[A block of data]
>> Begin

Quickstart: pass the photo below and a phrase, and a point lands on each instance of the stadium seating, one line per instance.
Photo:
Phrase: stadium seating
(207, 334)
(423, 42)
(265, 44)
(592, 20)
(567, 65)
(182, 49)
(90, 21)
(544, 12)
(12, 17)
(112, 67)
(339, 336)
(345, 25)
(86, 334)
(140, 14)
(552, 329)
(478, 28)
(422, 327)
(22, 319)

>> End

Copy the records above word for word, reproducing every line without any change.

■ Task result ■
Quickstart: pass the photo below and a phrase, and a point lands on each instance of the stadium seating, one line per instance.
Photo:
Phrase: stadium seating
(207, 334)
(423, 42)
(265, 44)
(592, 20)
(567, 65)
(182, 49)
(90, 21)
(544, 12)
(12, 17)
(112, 67)
(339, 336)
(345, 25)
(86, 334)
(140, 14)
(552, 329)
(478, 28)
(422, 327)
(22, 319)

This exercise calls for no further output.